* BEGIN *

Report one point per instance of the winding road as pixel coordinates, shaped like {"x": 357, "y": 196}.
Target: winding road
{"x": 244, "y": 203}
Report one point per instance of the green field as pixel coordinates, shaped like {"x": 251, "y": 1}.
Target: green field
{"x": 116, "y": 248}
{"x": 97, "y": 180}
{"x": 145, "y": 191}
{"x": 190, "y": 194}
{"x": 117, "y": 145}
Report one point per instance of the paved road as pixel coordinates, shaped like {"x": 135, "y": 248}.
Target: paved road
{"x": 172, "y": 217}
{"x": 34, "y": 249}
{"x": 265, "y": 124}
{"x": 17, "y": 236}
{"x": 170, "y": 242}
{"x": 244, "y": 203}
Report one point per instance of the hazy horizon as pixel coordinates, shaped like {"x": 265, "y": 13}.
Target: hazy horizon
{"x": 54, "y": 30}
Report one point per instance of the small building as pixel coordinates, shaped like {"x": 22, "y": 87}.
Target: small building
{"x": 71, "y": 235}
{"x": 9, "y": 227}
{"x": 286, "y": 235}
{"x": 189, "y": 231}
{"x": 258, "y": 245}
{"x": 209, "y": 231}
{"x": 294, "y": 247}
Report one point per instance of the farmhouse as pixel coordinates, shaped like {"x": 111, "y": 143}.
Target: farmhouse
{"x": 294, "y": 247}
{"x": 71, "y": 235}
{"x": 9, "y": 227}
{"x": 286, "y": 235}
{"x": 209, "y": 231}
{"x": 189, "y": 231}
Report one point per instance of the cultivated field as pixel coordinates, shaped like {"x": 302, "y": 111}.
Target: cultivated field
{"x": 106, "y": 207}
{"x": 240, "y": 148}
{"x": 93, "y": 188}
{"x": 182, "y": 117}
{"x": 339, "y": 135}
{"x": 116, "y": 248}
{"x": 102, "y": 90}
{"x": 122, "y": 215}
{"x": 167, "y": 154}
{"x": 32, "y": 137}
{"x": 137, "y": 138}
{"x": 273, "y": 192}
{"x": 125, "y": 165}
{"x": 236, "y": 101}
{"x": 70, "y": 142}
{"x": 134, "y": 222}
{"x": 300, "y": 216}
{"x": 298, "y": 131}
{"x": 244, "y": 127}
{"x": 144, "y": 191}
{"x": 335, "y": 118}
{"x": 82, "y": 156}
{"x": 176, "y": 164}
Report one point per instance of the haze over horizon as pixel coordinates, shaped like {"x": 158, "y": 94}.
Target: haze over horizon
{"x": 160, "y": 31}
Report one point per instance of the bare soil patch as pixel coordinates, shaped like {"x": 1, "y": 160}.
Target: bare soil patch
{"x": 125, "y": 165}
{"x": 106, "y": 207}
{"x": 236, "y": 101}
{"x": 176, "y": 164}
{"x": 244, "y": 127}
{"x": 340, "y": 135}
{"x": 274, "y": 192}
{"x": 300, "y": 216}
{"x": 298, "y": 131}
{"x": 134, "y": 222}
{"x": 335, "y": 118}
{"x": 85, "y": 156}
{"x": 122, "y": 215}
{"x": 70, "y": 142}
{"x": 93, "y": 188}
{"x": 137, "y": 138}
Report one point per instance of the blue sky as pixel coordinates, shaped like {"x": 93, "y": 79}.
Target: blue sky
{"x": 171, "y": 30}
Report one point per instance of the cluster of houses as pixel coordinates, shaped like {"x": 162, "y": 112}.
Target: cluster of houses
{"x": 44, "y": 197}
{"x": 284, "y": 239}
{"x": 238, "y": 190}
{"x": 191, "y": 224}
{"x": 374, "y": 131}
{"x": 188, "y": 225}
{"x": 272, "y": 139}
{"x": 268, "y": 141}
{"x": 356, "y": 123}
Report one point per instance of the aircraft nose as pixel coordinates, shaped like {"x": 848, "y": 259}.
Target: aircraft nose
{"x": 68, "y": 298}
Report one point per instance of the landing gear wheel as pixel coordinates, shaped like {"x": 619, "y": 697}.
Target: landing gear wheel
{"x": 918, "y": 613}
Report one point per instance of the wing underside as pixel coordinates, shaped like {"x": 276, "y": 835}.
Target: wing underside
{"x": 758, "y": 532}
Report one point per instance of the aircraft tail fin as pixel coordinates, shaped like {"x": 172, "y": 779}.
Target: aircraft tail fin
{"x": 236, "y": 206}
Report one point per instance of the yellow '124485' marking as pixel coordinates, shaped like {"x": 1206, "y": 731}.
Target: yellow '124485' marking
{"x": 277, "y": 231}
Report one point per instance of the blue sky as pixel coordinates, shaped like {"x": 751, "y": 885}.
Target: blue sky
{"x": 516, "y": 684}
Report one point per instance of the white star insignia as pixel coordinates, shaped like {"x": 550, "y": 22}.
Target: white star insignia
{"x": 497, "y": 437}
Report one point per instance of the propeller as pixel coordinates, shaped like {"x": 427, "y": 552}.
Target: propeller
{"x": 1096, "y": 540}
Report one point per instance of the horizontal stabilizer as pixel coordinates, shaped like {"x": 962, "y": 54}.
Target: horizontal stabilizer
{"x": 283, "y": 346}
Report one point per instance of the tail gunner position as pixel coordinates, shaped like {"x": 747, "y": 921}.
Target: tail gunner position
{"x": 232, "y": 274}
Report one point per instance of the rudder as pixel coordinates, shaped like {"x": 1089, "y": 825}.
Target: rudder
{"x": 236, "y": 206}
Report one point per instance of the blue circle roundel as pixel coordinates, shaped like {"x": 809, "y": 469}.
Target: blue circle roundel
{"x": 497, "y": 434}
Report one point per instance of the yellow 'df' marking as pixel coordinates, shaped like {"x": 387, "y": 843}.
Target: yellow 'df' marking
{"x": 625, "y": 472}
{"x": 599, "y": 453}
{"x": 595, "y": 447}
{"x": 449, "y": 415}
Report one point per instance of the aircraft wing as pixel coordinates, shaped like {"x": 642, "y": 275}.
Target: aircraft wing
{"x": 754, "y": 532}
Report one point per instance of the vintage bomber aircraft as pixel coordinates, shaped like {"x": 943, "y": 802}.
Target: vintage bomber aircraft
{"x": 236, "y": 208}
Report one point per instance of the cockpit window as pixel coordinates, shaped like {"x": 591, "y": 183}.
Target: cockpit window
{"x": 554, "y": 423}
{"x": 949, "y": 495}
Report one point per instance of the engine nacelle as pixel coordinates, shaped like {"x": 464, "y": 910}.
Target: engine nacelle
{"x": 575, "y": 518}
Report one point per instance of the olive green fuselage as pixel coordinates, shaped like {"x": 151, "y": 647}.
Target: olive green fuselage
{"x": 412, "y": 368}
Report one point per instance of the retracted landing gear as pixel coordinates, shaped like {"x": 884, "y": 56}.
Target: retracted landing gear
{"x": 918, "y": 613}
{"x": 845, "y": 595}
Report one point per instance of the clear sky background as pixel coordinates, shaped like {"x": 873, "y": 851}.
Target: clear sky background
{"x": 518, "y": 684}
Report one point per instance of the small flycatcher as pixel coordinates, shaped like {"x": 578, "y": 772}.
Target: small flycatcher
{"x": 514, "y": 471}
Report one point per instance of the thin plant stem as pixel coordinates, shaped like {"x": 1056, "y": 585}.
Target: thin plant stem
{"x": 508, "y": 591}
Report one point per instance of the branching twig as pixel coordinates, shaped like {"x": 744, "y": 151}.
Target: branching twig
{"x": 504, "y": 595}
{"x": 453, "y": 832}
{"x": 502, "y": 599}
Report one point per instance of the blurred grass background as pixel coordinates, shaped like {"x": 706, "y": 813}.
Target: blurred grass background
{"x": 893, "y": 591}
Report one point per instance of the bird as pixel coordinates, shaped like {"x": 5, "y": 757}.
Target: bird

* END *

Set problem | Rewrite the records from the line containing "Report one point per instance of the small flycatcher" through the end of the records, inclusive, keeping every request line. Multiply each coordinate in the answers by 0.9 and round to the nearest whole number, with halves rounded up, but leave the numbers in the requests and their format samples unchanged.

Solution below |
Report one point per instance of the small flycatcher as pixel coordinates, shaped like {"x": 578, "y": 772}.
Target: small flycatcher
{"x": 463, "y": 424}
Report one point per instance of the thin plant stem as pixel coordinates, shaped like {"x": 1056, "y": 585}.
Target: thin plant stem
{"x": 457, "y": 532}
Report one point per instance of the branching twig as pixel coordinates, shaped like {"x": 744, "y": 151}.
Target: branching twig
{"x": 454, "y": 536}
{"x": 408, "y": 749}
{"x": 452, "y": 539}
Report one point per instance of the blurred grass background as pixel coordinates, shaped like {"x": 706, "y": 813}.
Target: blurred grass background
{"x": 804, "y": 532}
Report one point per instance of the bird as pixel coordinates, shaped like {"x": 5, "y": 757}.
Target: bird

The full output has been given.